**WHAT NEEDS TO BE DONE**:
Copy out each line below in which the string "white" appears.

(Collection entries)
● ● ● ● ●

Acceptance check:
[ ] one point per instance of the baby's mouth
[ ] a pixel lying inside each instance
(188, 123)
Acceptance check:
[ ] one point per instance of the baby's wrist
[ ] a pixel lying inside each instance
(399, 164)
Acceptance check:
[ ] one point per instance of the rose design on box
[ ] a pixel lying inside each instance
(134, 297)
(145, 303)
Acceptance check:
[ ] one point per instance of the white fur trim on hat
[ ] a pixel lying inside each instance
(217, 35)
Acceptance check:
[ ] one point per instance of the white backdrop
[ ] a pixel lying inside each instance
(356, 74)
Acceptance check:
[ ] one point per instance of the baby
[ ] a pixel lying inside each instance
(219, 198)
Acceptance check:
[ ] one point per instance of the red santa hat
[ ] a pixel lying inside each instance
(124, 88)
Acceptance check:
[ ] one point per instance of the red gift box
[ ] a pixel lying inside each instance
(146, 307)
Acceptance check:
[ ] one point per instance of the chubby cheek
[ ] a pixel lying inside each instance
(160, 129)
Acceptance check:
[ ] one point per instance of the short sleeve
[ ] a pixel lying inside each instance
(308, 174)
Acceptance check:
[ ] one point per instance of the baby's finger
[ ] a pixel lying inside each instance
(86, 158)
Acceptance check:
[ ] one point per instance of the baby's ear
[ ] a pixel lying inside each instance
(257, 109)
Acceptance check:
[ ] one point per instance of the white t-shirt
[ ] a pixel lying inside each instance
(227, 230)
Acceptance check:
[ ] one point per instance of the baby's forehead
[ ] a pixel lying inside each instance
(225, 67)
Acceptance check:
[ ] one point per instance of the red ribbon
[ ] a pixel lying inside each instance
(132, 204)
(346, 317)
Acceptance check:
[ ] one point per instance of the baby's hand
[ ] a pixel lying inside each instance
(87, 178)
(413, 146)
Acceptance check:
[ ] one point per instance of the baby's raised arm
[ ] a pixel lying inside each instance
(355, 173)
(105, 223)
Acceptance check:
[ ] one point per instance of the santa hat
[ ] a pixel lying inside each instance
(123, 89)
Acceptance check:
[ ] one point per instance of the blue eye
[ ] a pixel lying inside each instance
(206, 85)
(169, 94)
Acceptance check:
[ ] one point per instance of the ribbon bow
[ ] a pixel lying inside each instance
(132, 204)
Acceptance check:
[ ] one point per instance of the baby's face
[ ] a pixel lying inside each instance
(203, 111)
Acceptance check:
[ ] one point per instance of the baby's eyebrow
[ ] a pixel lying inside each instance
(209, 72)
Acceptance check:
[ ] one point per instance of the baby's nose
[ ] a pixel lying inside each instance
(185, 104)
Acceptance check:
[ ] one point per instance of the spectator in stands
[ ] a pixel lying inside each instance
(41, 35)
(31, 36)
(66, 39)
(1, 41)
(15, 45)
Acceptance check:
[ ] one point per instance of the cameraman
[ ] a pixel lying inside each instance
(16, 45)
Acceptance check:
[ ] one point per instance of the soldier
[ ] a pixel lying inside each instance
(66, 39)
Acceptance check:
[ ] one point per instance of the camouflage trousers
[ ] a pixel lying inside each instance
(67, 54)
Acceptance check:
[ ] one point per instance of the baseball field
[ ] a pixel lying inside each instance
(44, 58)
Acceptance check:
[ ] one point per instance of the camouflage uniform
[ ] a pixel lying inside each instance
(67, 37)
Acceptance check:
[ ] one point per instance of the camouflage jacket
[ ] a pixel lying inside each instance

● ● ● ● ●

**RESULT**:
[ ] one point per instance of the white fur trim on hat
[ ] one point per instance of the white backdrop
[ ] one point per instance of the white t-shirt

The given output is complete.